*** Opening of DATA SUPPLIED ***
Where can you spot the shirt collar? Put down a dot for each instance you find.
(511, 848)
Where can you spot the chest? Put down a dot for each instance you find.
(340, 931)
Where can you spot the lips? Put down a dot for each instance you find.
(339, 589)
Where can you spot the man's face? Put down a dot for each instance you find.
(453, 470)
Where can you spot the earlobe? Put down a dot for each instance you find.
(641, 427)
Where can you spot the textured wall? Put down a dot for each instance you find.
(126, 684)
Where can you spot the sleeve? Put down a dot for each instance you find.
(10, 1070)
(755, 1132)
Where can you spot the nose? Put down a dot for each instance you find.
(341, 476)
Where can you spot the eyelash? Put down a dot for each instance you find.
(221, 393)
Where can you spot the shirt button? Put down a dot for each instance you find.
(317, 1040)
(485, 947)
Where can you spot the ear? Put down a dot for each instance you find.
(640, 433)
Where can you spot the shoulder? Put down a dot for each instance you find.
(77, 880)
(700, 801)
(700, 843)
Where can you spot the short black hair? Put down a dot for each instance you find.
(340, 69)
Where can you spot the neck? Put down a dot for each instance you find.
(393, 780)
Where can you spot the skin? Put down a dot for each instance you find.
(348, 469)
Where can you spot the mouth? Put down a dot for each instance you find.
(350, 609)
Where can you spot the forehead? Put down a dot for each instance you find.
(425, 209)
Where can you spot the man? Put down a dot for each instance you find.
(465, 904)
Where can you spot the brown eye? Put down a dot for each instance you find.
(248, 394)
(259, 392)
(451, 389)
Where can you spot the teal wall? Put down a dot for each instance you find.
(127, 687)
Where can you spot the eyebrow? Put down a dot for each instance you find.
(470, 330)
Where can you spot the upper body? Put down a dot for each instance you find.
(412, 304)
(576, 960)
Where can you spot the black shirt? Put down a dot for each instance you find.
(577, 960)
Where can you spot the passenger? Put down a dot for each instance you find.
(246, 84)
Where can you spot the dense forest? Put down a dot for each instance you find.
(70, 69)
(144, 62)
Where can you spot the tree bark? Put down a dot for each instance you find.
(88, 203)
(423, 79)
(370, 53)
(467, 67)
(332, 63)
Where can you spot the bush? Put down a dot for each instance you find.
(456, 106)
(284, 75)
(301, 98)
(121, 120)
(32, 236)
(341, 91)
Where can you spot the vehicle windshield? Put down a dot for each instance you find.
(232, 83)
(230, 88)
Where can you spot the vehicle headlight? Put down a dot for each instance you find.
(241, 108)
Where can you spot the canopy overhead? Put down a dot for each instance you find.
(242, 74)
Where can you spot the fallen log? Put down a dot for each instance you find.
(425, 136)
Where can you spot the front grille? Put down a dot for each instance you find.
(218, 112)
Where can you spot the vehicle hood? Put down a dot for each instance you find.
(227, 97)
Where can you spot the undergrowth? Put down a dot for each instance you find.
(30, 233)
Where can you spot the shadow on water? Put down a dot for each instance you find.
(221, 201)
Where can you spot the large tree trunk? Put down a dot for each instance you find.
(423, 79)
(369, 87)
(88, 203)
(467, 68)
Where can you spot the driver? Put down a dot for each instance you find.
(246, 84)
*** Close of DATA SUPPLIED ***
= EXERCISE GOAL =
Provide an exact transcript of the lines from the one that holds "Where can you spot the teal" through the final line of the data above.

= FINISHED EXERCISE =
Where can you spot the teal wall? Put down a dot for each instance you find.
(127, 687)
Where can you spot the eyebrow? Put down a dot for each instance you find.
(470, 330)
Where can you spot the upper body? Put down a dot for each instance you find.
(412, 304)
(576, 960)
Where can you spot the black shirt? Put down a dot for each instance you find.
(577, 960)
Where can you spot the passenger? Put down a dot for each instance you find.
(246, 84)
Where can you spot the dense forest? Put down a dot for each instance you find.
(70, 69)
(144, 62)
Where can you spot the tree bark? Put down a dot for each instance you find.
(88, 203)
(423, 79)
(370, 53)
(467, 67)
(332, 63)
Where can you spot the bush? Put down a dot for each instance you find.
(456, 106)
(284, 75)
(301, 98)
(121, 120)
(32, 236)
(341, 91)
Where can you spot the vehicle windshield? Put down a dot for each instance you find.
(232, 83)
(230, 88)
Where can you spot the vehicle headlight? Put down a dot for each instance you find.
(241, 108)
Where can you spot the canopy overhead? Put down a dot for each instance you find.
(242, 74)
Where can you spot the fallen log? Put down a dot for each instance you find.
(425, 136)
Where can you spot the front grille? Put down a dot for each instance you find.
(218, 112)
Where can you spot the vehicle hood? Put down a dot for each instance you find.
(227, 97)
Where can you spot the undergrowth? Put down a dot for each instance you find.
(30, 233)
Where can you spot the shadow on water? Put down a dot for each instance you find.
(221, 201)
Where can you spot the large tree trunk? Put down a dot for each instance you find.
(423, 79)
(369, 87)
(88, 203)
(467, 68)
Where can you spot the driver? Put down a dot for each instance you find.
(246, 84)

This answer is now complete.